TASK DETAILS: Would you set down the whole listing again exactly as it appears?

DATA TO PROCESS:
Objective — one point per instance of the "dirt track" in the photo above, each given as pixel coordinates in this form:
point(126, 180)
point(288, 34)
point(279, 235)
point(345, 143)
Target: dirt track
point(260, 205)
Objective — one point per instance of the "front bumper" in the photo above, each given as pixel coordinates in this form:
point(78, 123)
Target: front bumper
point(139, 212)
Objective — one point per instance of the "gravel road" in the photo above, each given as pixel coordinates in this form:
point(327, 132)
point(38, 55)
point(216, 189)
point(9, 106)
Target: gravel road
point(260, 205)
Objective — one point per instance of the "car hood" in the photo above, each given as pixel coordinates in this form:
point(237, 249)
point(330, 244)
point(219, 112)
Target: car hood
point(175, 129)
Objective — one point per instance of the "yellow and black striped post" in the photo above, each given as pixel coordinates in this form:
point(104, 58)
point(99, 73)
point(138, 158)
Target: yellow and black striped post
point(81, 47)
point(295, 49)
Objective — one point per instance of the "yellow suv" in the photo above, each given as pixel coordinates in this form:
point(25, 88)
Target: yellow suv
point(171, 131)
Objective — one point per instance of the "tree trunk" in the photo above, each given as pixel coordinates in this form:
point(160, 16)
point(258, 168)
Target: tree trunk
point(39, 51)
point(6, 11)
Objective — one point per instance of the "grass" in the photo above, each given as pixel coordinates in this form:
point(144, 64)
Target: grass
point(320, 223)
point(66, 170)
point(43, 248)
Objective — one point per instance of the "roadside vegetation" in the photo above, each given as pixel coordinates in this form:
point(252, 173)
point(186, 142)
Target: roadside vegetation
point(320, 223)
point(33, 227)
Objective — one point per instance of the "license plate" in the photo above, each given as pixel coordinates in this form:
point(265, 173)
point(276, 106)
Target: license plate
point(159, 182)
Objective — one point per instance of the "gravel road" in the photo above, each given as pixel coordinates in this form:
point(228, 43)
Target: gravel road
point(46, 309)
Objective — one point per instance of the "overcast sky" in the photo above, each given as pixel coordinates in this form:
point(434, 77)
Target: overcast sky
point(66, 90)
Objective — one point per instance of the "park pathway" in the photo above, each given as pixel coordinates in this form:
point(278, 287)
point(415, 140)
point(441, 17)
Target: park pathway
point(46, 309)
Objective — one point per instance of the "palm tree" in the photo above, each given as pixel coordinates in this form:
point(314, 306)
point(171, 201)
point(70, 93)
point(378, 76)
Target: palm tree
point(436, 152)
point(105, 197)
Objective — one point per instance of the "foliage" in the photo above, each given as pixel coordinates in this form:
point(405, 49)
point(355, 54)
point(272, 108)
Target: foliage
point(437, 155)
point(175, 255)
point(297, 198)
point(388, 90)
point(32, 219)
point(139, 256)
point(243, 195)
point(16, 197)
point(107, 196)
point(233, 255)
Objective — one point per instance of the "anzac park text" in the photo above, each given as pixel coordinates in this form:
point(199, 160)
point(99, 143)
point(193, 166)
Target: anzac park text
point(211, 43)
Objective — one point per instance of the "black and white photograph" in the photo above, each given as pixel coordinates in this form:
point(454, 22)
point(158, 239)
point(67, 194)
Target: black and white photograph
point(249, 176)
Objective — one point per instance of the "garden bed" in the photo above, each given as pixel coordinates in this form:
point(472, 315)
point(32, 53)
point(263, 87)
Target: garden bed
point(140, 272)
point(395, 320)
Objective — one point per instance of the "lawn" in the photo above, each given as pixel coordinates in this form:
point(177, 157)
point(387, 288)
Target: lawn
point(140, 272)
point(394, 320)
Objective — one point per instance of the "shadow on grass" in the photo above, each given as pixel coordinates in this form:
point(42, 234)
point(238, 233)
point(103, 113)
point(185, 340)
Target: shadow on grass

RESULT:
Objective — one point per instance of the "dirt track" in the photo above, each given as pixel coordinates in this form:
point(126, 180)
point(288, 34)
point(279, 235)
point(345, 143)
Target: dirt track
point(260, 205)
Objective — one point per instance of the "front bumper" in the photo above, each given as pixel coordinates in this form:
point(78, 123)
Target: front bumper
point(139, 212)
Objective — one point per instance of the "gravel road" in the photo above, each given as pixel coordinates in this form:
point(327, 132)
point(38, 55)
point(216, 189)
point(9, 106)
Target: gravel road
point(260, 205)
Objective — one point per instance of the "car hood" in the photo above, each given as pixel coordinates in this form:
point(237, 249)
point(330, 244)
point(219, 112)
Target: car hood
point(175, 129)
Objective — one point per instance of the "yellow and black striped post" in the photo above, each given as pixel coordinates in this form:
point(104, 58)
point(99, 73)
point(138, 158)
Target: yellow and black striped post
point(81, 47)
point(295, 49)
Objective — one point per instance of the "yellow suv" in the photo above, each given as pixel coordinates in this form:
point(25, 88)
Target: yellow suv
point(171, 131)
Objective — one point per instance of the "tree trunk" in the photo above, each given as pixel coordinates in this form:
point(160, 16)
point(258, 168)
Target: tree trunk
point(39, 51)
point(6, 11)
Objective — one point per instance of the "grass" in the photo above, each given as pixel coordinates in this form:
point(144, 64)
Target: grass
point(320, 223)
point(66, 170)
point(43, 248)
Objective — one point per instance of the "roadside vegetation" in the photo above, each given as pixel coordinates in this form:
point(252, 173)
point(186, 142)
Target: roadside vegetation
point(320, 223)
point(33, 227)
Objective — one point per instance of the "license plate" in the photo above, each given as pixel coordinates in this form:
point(265, 173)
point(276, 106)
Target: license plate
point(159, 182)
Objective — one point per instance of the "gravel road" in the photo above, each given as pixel coordinates in this form:
point(228, 43)
Target: gravel road
point(46, 309)
Objective — one point per instance of the "overcast sky" in the photo above, each given as pixel coordinates in this form:
point(434, 77)
Target: overcast sky
point(66, 90)
Objective — one point per instance of the "park pathway" in the photo above, each given as pixel coordinates in this form:
point(278, 287)
point(415, 140)
point(441, 17)
Target: park pathway
point(46, 309)
Objective — one point per instance of the "palm tree" in the photo above, each given as pixel coordinates in this form:
point(314, 306)
point(171, 201)
point(70, 93)
point(378, 76)
Target: palm tree
point(436, 152)
point(105, 197)
Objective — one point per instance of the "foliage" in the photo above, each given as pixel coordinates in this form:
point(405, 49)
point(355, 54)
point(272, 108)
Target: foliage
point(437, 155)
point(175, 255)
point(297, 198)
point(388, 90)
point(32, 219)
point(139, 256)
point(243, 195)
point(16, 197)
point(107, 196)
point(233, 255)
Objective — one point per instance of the "anzac park text" in the photo above, each given as pixel coordinates in this form:
point(199, 160)
point(99, 143)
point(193, 166)
Target: anzac park text
point(211, 43)
Objective — one point per instance of the "black and white photograph" in the photo above, each given as pixel coordinates in this form:
point(454, 22)
point(158, 239)
point(67, 194)
Target: black and white photograph
point(249, 176)
Objective — one point per instance of the "garden bed" in the photo above, each given as pixel coordinates in this form:
point(472, 315)
point(32, 53)
point(263, 87)
Target: garden bed
point(140, 272)
point(395, 320)
Objective — one point per instance of the "lawn" in the photo above, each given as pixel coordinates in this form:
point(177, 157)
point(387, 288)
Target: lawn
point(140, 272)
point(394, 320)
Objective — one point per instance of the "shadow on grass" in the photo above, each given as pixel coordinates in this form:
point(42, 234)
point(238, 233)
point(103, 113)
point(185, 340)
Target: shadow on grass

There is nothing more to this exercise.